* **TO BE DONE**:
A. Answer these questions using the corporate governance passage:
(i) How many times did the Government Security Committee meet in 2013?
(ii) What additional amount do non-officer directors receive for serving on the Government Security Committee?
(iii) What share of the Company's voting power do the Majority Stockholders own?
B. Supply the paragraph that follows the end of the corporate governance passage.

The Government Security Committee’s responsibility is to ensure compliance with the terms of the Company’s Special Security Agreement with the United States government and that policies and procedures are established and maintained to ensure the safeguard and control of all classified information and controlled but unclassified information in the possession of the Company. The Government Security Committee met three times in 2013 and is chaired by Mr. Carl Smith. Non-officer directors of the Government Security Committee receive an additional $1,500 for their service on the Committee. Mr. Smith received $5,500 for his role as Chairman of the Government Security Committee during 2013.

 

Additional Information on Nominations for Directors

 

The Company does not have a standing nominating committee. Each director participates in decisions relating to making the Company’s nominations for directors. The Board of Directors believes that, considering the size of the Company and the Board of Directors, nominating decisions can be effectively made on a case-by-case basis and there is no need for the added formality of a nominating committee. Additionally, the Board of Directors believes that it is not appropriate to have a standing nominating committee because the Majority Stockholders own over 96.0% of the voting power of the Company and thereby have the power to choose all directors of the Company.

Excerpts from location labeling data
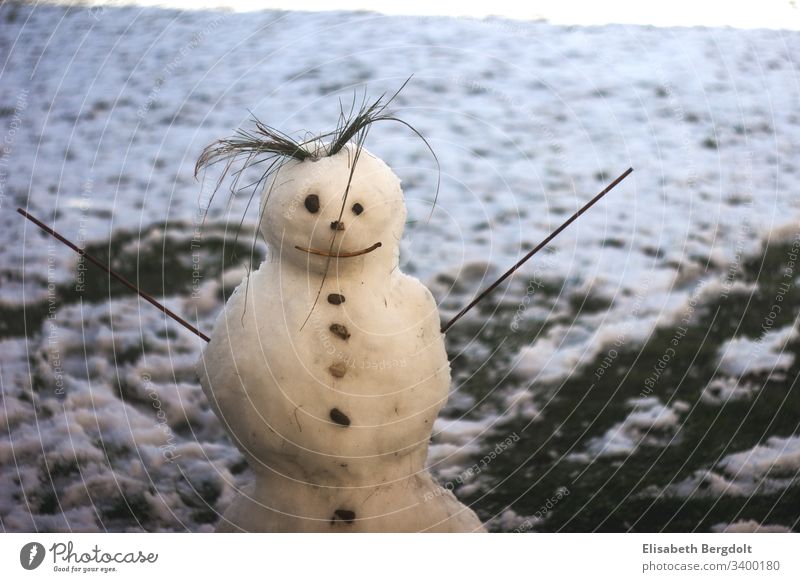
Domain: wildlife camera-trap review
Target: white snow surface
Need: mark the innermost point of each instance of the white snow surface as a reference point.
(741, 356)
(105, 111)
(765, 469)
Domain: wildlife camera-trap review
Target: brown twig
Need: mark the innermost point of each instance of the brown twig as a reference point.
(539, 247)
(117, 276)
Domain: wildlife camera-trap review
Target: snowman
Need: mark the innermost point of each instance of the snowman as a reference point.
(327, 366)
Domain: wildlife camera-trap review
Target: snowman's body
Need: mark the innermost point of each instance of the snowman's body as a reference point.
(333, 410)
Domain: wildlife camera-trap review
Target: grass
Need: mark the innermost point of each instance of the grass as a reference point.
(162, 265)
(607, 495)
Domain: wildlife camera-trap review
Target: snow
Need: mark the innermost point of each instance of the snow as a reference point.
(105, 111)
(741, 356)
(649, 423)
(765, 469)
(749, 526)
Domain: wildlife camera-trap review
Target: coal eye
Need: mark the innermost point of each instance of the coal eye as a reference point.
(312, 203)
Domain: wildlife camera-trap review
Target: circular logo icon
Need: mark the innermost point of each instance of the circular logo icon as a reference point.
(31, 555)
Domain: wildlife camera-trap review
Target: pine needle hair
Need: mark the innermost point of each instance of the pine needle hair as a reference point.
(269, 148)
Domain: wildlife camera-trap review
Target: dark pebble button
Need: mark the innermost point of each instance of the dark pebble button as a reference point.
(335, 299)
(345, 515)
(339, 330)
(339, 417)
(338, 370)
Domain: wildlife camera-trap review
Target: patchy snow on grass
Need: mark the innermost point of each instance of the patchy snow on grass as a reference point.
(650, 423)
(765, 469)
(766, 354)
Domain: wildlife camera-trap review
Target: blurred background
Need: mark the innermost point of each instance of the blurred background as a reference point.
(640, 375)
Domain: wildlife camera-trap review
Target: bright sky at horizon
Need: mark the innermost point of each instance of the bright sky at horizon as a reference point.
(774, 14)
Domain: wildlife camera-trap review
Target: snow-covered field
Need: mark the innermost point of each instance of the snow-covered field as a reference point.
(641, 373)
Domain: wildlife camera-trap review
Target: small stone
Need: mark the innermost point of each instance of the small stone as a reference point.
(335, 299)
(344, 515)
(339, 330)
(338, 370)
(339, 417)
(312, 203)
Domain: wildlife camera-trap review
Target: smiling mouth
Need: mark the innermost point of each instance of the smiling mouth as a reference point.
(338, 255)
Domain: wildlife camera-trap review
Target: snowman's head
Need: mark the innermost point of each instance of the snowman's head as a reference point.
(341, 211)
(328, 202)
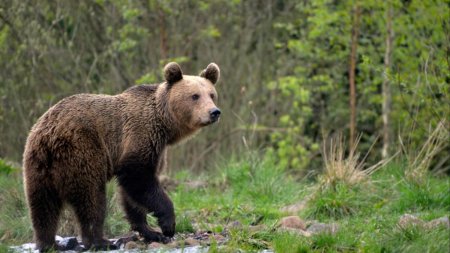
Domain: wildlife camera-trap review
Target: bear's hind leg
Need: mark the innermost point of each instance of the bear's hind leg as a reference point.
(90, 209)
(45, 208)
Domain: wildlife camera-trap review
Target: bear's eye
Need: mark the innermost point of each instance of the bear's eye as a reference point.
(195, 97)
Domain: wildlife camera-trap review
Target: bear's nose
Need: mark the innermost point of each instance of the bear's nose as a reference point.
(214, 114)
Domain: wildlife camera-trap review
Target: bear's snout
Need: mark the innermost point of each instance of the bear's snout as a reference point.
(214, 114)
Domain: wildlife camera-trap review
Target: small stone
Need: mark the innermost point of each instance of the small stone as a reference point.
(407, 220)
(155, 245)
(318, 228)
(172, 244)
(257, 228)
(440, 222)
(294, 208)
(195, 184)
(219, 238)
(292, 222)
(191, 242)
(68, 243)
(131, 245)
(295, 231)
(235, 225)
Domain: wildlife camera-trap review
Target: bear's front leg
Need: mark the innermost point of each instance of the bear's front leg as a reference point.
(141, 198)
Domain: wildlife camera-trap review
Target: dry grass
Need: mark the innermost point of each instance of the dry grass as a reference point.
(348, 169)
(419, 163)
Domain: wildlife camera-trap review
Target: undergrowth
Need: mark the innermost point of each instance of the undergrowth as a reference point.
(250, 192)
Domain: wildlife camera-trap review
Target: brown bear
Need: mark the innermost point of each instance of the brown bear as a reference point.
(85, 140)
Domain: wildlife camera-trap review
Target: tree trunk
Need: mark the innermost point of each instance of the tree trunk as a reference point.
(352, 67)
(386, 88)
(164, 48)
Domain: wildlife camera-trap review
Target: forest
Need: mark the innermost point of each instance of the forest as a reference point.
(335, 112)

* **ANSWERS PER TASK**:
A.
(i) Three times.
(ii) $1,500.
(iii) Over 96.0%.

B.
 

The Board of Directors does not have an express policy with regard to the consideration of any director candidates recommended by our stockholders because the Board believes that it can adequately evaluate any such nominees on a case-by-case basis. Independent third parties introduced the two most recent directors nominated (Mr. Don Gunther and Mr. C. Robert Campbell) to the CEO of the Company who in turn introduced them to the full Board to be considered for nomination to the Shareholders. All other directors have been approved by the Shareholders in prior annual meetings and are up for reelection in this 2013 annual meeting. No fees were paid to third party search firms in connection with the sourcing of Mr. Gunther or Mr. Campbell. The Board will consider stockholder-recommended candidates under the same criteria as internally generated candidates. Any stockholder wishing to submit such a recommendation should do so in writing addressed to Pernix Group, Inc., 151 E. 22nd Street, Lombard, Illinois 60148, Attention: Corporate Secretary. See “Stockholder Proposals” below in this Proxy Statement for information regarding procedures that must be followed by shareholders in order to nominate directors at the 2014 annual meeting. The Company does not have a policy for the consideration of diversity in identifying nominees for director.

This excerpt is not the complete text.